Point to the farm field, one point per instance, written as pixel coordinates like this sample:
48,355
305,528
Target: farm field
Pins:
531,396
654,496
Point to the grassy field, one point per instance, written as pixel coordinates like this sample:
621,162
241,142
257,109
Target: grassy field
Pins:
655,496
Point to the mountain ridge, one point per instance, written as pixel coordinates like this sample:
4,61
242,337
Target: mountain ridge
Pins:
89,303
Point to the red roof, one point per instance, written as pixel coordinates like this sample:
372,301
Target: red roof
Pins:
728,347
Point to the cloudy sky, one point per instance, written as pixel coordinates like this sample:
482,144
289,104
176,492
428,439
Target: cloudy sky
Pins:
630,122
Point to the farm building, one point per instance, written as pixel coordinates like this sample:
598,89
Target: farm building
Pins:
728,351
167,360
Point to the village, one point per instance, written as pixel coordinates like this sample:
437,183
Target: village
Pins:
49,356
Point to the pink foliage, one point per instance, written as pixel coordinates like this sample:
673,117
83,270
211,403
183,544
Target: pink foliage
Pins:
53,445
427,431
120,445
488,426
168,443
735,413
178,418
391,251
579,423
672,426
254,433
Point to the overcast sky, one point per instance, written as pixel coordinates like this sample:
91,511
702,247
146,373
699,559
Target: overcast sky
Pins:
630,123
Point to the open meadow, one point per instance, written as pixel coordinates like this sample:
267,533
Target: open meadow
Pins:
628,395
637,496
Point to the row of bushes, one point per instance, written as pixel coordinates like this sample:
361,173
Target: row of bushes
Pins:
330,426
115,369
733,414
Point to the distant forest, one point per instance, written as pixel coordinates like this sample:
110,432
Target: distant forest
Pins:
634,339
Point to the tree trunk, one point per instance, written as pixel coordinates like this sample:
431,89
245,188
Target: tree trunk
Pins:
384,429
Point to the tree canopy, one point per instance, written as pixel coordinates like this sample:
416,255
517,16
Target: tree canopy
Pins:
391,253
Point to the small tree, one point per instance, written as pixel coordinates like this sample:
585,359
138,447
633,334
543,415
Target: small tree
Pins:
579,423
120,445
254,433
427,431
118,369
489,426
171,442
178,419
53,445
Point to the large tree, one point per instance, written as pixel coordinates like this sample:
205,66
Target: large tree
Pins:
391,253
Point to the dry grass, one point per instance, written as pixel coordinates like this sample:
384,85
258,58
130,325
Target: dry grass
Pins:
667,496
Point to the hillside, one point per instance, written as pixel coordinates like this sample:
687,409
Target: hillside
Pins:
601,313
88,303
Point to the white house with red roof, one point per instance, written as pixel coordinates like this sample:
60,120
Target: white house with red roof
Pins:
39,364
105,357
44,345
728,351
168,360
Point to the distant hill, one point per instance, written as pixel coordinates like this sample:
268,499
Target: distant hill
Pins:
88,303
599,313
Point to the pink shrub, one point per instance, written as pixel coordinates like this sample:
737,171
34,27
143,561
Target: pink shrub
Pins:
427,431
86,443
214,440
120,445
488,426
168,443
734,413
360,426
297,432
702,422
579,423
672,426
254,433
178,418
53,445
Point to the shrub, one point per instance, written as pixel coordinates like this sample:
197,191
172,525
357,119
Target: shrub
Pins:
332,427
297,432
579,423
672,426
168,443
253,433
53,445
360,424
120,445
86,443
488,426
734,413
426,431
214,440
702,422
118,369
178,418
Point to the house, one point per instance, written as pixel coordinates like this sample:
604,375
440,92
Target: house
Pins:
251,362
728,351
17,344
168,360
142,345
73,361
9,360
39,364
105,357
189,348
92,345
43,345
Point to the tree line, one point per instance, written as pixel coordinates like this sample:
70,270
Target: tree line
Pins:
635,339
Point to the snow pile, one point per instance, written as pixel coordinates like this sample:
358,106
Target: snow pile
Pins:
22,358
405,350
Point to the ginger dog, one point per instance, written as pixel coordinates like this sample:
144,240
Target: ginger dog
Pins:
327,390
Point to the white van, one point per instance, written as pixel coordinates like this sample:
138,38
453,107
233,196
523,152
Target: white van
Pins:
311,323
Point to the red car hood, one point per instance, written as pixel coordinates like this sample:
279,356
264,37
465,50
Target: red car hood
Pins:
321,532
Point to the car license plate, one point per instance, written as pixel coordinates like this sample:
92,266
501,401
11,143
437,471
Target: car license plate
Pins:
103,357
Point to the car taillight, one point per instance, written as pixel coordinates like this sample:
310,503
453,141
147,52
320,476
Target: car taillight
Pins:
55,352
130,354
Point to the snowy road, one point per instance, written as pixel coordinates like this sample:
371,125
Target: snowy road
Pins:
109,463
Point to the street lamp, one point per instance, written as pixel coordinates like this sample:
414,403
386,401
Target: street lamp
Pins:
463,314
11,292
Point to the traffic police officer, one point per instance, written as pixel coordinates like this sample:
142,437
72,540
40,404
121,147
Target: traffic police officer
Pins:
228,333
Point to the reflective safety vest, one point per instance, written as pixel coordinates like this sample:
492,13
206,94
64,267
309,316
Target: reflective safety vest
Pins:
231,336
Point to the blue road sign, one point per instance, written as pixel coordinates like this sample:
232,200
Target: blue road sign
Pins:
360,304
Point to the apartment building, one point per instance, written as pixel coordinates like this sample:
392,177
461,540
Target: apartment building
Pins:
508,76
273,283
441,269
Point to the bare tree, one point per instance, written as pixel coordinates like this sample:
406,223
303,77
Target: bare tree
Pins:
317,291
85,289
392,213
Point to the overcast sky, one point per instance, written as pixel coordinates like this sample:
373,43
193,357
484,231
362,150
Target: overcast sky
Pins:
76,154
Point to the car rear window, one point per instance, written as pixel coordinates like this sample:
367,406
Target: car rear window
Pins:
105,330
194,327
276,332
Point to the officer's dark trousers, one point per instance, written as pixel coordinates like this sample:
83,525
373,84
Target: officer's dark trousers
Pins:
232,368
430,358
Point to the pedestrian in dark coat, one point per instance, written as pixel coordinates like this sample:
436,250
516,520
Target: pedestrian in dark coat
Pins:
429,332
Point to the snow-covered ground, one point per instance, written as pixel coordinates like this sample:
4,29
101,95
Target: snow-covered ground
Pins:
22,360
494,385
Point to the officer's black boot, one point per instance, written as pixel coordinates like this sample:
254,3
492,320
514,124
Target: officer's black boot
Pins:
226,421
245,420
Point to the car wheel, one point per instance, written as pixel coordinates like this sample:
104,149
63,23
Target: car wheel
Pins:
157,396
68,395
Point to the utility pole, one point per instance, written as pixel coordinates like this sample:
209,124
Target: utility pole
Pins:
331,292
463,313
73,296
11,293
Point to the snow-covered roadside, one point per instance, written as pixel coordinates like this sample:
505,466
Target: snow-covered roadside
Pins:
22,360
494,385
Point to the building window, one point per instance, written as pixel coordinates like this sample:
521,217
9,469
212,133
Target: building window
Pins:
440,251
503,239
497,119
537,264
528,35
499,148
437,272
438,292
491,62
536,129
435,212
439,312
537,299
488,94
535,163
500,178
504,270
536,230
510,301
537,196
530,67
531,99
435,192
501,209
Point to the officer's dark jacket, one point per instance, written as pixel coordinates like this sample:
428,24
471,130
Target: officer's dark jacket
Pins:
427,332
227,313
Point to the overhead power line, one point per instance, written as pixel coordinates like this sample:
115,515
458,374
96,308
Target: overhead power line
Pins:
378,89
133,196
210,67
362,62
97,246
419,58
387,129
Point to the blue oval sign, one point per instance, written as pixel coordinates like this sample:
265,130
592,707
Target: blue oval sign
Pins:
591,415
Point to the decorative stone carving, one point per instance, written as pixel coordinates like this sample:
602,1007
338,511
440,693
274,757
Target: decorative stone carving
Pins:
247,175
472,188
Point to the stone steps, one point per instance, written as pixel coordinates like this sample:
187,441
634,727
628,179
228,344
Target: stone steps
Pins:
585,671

◆ **Exercise**
Go through the data and show every line where "foliage" occurs.

◆ **Expected answer**
Point to the pink foliage, one point per instance, written as pixel coordinates like this sample:
Target: pink foliage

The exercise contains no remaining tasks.